:: Exercise task ::
Copy the lines of the listing below exactly, from the line containing "Where can you see the pink stripe" through the line containing "(1066, 602)", both included.

Rows from a dataset:
>>

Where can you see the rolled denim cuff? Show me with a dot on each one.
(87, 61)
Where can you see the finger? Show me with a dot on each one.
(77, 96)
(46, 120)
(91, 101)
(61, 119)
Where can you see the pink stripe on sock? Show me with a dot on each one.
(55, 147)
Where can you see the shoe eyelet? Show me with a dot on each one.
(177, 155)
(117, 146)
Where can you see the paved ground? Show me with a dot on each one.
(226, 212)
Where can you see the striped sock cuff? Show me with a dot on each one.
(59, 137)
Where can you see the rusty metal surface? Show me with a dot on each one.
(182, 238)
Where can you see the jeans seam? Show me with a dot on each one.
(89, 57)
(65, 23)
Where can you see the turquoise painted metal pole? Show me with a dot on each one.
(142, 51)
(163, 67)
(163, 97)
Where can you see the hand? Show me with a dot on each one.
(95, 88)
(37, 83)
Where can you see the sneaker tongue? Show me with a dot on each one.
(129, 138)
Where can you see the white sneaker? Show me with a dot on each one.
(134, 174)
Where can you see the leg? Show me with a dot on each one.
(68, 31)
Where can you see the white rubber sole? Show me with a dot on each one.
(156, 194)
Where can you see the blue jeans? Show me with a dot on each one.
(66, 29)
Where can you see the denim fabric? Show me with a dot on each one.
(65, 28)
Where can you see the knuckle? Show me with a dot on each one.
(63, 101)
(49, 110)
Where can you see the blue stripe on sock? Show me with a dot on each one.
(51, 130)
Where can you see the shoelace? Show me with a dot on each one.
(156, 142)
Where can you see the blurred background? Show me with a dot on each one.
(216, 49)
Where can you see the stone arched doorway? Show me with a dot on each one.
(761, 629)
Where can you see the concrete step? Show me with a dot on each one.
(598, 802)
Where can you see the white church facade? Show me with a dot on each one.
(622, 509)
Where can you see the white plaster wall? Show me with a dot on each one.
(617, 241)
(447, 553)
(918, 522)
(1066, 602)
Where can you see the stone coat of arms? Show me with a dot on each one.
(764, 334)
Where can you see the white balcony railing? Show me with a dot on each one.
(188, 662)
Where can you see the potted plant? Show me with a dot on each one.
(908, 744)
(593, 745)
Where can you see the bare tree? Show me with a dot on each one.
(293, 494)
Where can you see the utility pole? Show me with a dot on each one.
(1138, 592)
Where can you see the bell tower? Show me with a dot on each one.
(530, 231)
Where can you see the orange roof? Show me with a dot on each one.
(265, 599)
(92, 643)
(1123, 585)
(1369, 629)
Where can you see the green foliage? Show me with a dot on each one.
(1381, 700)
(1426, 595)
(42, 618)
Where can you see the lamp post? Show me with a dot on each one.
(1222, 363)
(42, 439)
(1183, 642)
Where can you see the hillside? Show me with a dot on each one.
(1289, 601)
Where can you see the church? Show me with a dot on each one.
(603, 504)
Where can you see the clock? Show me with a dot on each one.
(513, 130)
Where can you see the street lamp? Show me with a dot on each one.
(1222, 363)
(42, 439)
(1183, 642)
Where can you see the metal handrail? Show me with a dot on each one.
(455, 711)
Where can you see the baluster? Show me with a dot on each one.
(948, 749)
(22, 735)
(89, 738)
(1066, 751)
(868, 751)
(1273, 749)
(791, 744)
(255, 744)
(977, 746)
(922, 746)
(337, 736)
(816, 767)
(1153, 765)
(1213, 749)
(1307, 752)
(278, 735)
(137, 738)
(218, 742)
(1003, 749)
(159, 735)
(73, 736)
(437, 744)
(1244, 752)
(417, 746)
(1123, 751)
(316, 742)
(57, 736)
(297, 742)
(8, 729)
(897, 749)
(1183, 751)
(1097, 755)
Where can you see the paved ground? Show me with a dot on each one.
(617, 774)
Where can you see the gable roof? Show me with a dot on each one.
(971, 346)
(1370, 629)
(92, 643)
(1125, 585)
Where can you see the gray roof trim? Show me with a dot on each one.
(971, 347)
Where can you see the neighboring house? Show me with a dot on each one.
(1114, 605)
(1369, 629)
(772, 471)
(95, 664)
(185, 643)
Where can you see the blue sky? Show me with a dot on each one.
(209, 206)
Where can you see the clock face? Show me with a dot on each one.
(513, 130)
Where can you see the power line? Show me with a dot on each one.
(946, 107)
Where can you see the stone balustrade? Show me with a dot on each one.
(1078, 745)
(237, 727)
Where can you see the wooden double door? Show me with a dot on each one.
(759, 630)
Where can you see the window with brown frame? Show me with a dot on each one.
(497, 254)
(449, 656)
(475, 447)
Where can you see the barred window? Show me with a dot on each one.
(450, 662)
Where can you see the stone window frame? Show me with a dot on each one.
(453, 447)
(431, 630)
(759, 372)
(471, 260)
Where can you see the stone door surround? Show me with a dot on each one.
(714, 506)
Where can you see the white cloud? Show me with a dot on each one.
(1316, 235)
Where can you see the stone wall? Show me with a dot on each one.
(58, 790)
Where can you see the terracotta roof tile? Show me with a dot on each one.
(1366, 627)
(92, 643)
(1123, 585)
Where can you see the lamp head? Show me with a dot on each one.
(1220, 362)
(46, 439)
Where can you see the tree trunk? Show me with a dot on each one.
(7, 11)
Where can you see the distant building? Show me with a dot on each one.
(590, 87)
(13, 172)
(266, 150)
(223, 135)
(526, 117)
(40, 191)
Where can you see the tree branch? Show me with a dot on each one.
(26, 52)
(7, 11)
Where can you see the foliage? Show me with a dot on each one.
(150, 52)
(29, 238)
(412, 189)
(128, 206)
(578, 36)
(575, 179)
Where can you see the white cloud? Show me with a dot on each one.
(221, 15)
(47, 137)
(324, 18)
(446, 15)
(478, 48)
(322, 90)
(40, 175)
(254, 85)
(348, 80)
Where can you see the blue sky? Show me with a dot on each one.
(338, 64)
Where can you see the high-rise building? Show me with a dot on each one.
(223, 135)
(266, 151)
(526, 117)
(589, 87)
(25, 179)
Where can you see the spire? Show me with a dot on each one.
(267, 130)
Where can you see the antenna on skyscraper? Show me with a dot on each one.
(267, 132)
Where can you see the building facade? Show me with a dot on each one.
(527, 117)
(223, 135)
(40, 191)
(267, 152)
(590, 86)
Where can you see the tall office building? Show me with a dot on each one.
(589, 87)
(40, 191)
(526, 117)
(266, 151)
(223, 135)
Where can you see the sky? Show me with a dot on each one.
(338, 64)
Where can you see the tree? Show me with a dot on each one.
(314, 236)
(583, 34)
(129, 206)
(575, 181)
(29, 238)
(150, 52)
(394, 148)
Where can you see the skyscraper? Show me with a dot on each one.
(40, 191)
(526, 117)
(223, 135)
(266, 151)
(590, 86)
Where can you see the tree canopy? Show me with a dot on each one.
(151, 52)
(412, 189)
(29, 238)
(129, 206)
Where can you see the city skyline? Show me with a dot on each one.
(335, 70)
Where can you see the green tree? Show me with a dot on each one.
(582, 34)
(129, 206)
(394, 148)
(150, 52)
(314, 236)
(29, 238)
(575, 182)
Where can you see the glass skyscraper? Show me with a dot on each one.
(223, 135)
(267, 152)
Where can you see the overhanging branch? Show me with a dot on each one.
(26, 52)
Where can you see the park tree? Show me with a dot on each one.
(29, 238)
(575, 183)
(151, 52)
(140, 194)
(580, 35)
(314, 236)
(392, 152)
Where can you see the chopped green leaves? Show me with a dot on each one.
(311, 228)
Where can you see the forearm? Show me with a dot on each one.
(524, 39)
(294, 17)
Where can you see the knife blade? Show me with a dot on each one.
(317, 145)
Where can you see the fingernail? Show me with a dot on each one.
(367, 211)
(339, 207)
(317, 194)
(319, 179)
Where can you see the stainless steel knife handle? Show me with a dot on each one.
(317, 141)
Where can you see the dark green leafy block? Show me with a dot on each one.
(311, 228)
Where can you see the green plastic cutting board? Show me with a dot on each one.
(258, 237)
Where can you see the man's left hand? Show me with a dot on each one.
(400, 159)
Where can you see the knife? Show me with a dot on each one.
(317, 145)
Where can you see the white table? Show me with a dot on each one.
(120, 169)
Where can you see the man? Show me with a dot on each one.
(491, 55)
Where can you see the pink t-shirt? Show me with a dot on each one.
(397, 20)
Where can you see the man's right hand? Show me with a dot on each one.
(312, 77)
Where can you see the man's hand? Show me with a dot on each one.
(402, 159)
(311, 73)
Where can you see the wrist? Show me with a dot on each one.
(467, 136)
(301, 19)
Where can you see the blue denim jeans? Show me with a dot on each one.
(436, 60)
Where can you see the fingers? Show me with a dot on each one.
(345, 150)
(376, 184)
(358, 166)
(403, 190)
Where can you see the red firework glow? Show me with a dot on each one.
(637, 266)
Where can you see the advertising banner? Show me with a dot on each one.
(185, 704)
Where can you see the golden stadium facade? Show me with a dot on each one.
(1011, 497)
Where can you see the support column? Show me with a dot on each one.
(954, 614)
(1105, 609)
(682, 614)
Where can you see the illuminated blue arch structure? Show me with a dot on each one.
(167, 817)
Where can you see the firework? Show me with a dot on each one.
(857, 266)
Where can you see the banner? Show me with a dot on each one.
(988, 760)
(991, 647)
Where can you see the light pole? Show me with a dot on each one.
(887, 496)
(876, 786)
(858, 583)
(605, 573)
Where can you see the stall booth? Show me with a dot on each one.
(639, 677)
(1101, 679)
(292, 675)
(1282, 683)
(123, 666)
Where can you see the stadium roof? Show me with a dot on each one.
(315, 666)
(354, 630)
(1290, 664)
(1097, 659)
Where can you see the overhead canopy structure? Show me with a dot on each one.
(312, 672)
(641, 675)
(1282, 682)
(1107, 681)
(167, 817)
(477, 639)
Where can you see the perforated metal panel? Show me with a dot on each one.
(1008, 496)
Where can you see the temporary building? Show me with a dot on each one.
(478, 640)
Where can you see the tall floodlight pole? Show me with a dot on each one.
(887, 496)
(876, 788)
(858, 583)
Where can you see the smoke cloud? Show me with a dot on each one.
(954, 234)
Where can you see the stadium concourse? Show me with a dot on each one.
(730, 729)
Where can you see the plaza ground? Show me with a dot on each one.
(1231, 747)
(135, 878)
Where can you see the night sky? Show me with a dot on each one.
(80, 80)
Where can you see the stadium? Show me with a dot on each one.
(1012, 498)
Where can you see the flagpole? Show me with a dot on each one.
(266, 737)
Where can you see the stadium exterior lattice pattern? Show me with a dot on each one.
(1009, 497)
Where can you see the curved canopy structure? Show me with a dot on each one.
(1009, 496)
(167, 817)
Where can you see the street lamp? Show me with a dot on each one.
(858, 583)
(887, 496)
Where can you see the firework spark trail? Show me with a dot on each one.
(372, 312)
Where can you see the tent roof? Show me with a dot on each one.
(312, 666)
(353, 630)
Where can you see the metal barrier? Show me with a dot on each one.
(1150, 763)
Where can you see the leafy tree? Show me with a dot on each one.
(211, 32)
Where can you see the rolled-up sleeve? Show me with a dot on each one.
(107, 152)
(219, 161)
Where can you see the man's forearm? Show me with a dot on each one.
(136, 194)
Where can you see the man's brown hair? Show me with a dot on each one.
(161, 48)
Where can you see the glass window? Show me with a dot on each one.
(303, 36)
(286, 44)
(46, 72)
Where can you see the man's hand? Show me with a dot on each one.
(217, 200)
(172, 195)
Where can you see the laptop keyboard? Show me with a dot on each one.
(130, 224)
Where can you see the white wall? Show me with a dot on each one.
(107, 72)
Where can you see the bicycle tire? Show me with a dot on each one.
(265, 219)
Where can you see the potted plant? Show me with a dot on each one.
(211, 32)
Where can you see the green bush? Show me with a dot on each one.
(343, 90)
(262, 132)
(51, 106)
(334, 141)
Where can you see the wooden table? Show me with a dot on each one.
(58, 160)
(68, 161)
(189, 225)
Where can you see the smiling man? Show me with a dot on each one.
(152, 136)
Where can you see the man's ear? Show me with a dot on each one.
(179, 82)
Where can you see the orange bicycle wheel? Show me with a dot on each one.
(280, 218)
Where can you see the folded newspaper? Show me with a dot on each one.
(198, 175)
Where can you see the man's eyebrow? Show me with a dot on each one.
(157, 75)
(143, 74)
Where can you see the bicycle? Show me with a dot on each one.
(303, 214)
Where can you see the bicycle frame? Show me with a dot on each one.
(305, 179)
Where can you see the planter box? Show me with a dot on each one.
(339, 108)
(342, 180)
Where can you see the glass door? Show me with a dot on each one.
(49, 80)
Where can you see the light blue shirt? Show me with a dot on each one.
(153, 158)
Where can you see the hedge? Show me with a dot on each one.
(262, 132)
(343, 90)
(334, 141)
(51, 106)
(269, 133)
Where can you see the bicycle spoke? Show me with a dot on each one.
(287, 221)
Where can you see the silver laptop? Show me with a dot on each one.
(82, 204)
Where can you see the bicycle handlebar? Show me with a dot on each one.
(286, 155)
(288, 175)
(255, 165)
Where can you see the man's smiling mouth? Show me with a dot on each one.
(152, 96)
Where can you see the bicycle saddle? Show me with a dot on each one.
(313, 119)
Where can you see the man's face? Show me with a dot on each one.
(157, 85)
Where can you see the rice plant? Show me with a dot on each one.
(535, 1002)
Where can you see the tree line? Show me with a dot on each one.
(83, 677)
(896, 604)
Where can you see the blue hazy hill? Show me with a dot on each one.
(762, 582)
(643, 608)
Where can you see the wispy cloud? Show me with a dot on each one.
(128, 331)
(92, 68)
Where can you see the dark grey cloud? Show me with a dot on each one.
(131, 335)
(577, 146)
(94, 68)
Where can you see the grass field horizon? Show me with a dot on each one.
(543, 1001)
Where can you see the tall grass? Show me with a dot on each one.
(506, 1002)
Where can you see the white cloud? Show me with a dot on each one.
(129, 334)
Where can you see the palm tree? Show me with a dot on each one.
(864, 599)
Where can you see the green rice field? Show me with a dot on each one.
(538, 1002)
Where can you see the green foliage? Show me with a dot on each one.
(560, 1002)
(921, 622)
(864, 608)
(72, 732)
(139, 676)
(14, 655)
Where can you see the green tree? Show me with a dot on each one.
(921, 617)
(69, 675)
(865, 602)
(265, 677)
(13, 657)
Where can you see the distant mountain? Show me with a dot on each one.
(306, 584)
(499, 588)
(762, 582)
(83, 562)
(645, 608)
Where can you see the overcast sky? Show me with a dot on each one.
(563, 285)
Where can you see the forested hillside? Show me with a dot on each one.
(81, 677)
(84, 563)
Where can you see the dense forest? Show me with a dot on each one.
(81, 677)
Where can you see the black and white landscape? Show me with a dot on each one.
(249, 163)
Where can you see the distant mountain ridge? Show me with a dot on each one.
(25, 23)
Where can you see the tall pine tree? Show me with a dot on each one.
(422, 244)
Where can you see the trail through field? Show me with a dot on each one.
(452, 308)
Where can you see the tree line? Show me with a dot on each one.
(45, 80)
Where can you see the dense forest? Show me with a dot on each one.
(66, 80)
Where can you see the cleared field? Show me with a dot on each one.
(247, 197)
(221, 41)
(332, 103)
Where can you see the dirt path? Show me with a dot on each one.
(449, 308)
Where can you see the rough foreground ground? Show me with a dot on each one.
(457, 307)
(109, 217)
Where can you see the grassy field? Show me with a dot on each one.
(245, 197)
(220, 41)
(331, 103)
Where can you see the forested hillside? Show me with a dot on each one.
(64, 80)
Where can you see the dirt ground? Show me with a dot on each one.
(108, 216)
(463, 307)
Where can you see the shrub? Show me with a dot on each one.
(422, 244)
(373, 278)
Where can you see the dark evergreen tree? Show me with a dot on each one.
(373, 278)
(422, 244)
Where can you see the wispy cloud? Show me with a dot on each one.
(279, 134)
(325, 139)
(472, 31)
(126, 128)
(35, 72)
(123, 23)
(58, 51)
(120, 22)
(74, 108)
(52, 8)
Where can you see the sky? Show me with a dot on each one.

<<

:: Answer to the task ::
Where can you see the pink stripe on sock? Show me with a dot on each one.
(55, 147)
Where can you see the shoe eyelet? Show me with a dot on each one.
(177, 155)
(117, 146)
Where can you see the paved ground? Show me with a dot on each one.
(226, 212)
Where can you see the striped sock cuff? Show me with a dot on each one.
(59, 137)
Where can you see the rusty metal surface? Show me with a dot on each one.
(182, 238)
Where can you see the jeans seam? Show me with a dot on each one.
(89, 57)
(65, 23)
Where can you see the turquoise painted metal pole? Show me with a dot on each one.
(142, 51)
(163, 67)
(163, 97)
Where can you see the hand? Show me with a dot on each one.
(95, 88)
(37, 83)
Where can you see the sneaker tongue? Show me with a dot on each one.
(129, 138)
Where can you see the white sneaker? Show me with a dot on each one.
(134, 174)
Where can you see the leg? Show me with a dot on each one.
(68, 31)
Where can you see the white rubber sole? Show me with a dot on each one.
(156, 194)
Where can you see the blue jeans? Show me with a dot on each one.
(66, 29)
Where can you see the denim fabric? Show me with a dot on each one.
(65, 28)
Where can you see the knuckle? Show me with a dot on each one.
(63, 101)
(49, 110)
Where can you see the blue stripe on sock? Show me with a dot on each one.
(51, 130)
Where can you see the shoelace? Show me with a dot on each one.
(156, 142)
Where can you see the blurred background? Show me with a dot on each one.
(216, 49)
Where can you see the stone arched doorway? Show me with a dot on each one.
(761, 629)
Where can you see the concrete step? Show me with a dot on each one.
(598, 802)
Where can you see the white church facade? Show me with a dot on each one.
(622, 509)
Where can you see the white plaster wall? Show me with a dot on each one.
(617, 241)
(447, 553)
(918, 522)
(1066, 602)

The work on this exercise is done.